GIVEN TASK: Select every line of the records that contains the string "path" and copy those lines out.
================
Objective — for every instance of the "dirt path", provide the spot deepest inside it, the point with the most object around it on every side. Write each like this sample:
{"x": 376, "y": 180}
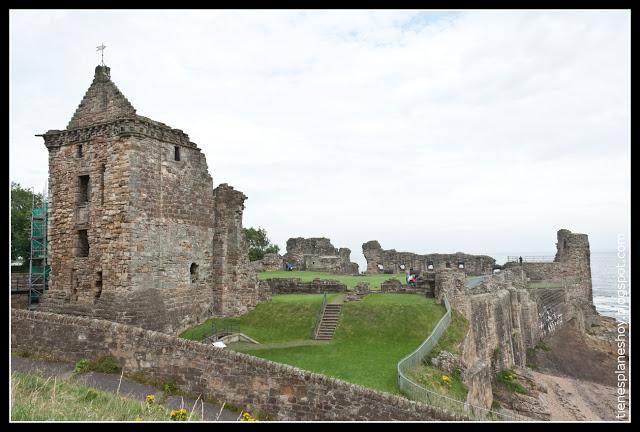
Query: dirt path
{"x": 572, "y": 399}
{"x": 579, "y": 379}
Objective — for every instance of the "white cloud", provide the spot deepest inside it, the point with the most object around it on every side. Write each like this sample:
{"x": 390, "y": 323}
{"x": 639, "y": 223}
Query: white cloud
{"x": 481, "y": 131}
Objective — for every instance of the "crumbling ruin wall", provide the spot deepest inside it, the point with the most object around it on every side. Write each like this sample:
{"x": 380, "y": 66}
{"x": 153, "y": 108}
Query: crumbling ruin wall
{"x": 572, "y": 267}
{"x": 296, "y": 286}
{"x": 391, "y": 261}
{"x": 279, "y": 391}
{"x": 270, "y": 262}
{"x": 318, "y": 254}
{"x": 235, "y": 285}
{"x": 505, "y": 318}
{"x": 136, "y": 232}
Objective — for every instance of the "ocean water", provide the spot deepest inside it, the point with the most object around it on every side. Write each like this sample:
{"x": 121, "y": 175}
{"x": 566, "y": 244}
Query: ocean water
{"x": 604, "y": 277}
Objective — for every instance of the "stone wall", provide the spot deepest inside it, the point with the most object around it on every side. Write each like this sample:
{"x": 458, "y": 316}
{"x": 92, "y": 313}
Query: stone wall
{"x": 270, "y": 262}
{"x": 260, "y": 386}
{"x": 235, "y": 284}
{"x": 506, "y": 317}
{"x": 19, "y": 281}
{"x": 296, "y": 286}
{"x": 137, "y": 234}
{"x": 380, "y": 260}
{"x": 318, "y": 254}
{"x": 572, "y": 266}
{"x": 423, "y": 286}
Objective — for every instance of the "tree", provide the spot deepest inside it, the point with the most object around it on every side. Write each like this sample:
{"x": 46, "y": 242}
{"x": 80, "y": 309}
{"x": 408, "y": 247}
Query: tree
{"x": 259, "y": 244}
{"x": 22, "y": 201}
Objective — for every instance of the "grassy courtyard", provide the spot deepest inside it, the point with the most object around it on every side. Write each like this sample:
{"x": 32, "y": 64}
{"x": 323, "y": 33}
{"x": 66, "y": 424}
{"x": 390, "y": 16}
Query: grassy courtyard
{"x": 374, "y": 280}
{"x": 372, "y": 336}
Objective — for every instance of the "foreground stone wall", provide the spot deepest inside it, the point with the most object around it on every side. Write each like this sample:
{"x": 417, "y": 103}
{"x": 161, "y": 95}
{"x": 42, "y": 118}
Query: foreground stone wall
{"x": 318, "y": 254}
{"x": 505, "y": 318}
{"x": 296, "y": 286}
{"x": 282, "y": 392}
{"x": 391, "y": 261}
{"x": 137, "y": 234}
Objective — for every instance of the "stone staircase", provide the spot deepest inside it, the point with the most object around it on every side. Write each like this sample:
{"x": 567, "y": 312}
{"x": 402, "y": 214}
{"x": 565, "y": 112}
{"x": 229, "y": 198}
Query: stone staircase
{"x": 329, "y": 321}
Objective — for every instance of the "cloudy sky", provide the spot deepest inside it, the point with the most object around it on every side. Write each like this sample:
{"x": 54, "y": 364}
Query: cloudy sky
{"x": 430, "y": 131}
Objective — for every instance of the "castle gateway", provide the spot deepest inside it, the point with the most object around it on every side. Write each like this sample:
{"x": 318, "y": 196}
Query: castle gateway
{"x": 137, "y": 234}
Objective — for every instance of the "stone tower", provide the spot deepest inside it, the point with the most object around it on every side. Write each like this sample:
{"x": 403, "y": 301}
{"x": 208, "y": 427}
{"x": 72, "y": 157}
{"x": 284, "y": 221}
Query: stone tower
{"x": 137, "y": 232}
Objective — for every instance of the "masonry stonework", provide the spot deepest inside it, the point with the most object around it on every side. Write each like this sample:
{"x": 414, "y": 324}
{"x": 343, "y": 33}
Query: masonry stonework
{"x": 390, "y": 261}
{"x": 278, "y": 391}
{"x": 318, "y": 254}
{"x": 137, "y": 234}
{"x": 506, "y": 316}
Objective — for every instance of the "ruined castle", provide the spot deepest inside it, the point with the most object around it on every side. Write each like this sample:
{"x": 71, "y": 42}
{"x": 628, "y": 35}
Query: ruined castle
{"x": 137, "y": 233}
{"x": 507, "y": 316}
{"x": 391, "y": 261}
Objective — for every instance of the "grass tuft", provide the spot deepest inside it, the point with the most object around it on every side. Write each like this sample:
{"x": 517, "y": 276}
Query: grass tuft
{"x": 34, "y": 398}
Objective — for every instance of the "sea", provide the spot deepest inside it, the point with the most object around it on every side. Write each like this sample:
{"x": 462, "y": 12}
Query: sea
{"x": 605, "y": 269}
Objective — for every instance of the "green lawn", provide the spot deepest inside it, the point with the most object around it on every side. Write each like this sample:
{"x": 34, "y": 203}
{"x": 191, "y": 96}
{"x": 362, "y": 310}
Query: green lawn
{"x": 350, "y": 281}
{"x": 34, "y": 398}
{"x": 285, "y": 318}
{"x": 431, "y": 377}
{"x": 372, "y": 336}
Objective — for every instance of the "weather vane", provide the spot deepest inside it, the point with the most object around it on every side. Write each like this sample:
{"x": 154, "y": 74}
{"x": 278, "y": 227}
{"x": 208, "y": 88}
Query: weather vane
{"x": 101, "y": 48}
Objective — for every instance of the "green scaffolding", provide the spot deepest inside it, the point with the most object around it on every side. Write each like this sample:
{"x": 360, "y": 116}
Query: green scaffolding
{"x": 38, "y": 266}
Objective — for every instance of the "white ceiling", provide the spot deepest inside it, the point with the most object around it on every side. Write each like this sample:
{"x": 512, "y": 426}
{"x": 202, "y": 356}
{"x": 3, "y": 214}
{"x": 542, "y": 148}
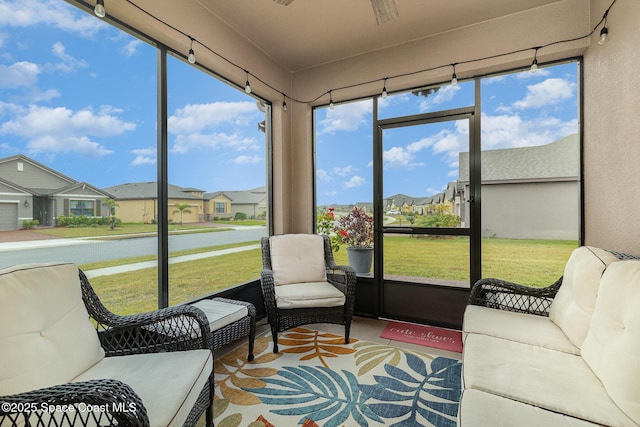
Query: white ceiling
{"x": 308, "y": 33}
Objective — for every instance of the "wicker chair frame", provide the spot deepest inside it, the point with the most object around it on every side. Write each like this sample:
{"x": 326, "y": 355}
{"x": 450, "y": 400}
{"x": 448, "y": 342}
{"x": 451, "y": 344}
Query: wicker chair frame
{"x": 340, "y": 276}
{"x": 236, "y": 330}
{"x": 509, "y": 296}
{"x": 171, "y": 329}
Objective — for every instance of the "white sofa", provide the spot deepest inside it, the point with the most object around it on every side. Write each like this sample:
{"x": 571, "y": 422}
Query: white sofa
{"x": 574, "y": 363}
{"x": 57, "y": 367}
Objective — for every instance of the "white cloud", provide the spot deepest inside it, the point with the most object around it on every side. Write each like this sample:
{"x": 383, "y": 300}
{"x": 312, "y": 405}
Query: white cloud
{"x": 548, "y": 92}
{"x": 19, "y": 74}
{"x": 507, "y": 131}
{"x": 58, "y": 14}
{"x": 247, "y": 159}
{"x": 69, "y": 63}
{"x": 344, "y": 171}
{"x": 144, "y": 156}
{"x": 345, "y": 117}
{"x": 194, "y": 118}
{"x": 131, "y": 48}
{"x": 355, "y": 181}
{"x": 188, "y": 142}
{"x": 61, "y": 130}
{"x": 398, "y": 157}
{"x": 323, "y": 175}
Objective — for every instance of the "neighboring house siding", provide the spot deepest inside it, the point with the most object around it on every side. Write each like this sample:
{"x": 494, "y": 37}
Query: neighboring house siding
{"x": 8, "y": 215}
{"x": 144, "y": 211}
{"x": 195, "y": 207}
{"x": 32, "y": 176}
{"x": 46, "y": 191}
{"x": 529, "y": 192}
{"x": 549, "y": 210}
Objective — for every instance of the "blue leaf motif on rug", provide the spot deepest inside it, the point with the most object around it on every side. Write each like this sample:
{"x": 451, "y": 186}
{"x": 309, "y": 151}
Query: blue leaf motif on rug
{"x": 407, "y": 393}
{"x": 317, "y": 393}
{"x": 417, "y": 394}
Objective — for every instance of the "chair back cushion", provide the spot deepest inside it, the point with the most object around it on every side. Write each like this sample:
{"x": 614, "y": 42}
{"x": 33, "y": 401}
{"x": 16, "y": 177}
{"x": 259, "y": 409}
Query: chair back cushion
{"x": 612, "y": 345}
{"x": 45, "y": 333}
{"x": 297, "y": 258}
{"x": 573, "y": 305}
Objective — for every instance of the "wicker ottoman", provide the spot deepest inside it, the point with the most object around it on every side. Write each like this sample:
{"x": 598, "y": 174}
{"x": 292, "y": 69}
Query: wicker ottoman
{"x": 229, "y": 320}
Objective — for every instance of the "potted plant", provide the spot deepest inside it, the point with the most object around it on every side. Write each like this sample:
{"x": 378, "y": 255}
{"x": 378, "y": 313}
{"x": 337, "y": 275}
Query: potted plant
{"x": 356, "y": 231}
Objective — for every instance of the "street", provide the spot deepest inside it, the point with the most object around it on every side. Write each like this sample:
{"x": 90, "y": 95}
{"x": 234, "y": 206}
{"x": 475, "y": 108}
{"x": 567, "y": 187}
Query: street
{"x": 80, "y": 251}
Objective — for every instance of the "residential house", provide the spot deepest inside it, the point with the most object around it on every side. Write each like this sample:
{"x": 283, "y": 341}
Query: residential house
================
TASK OUTPUT:
Objective — for every instance of the "dirt path", provide the spot deepest inside it, the point with the most object around it on every side. Write each like this sample:
Query: dirt path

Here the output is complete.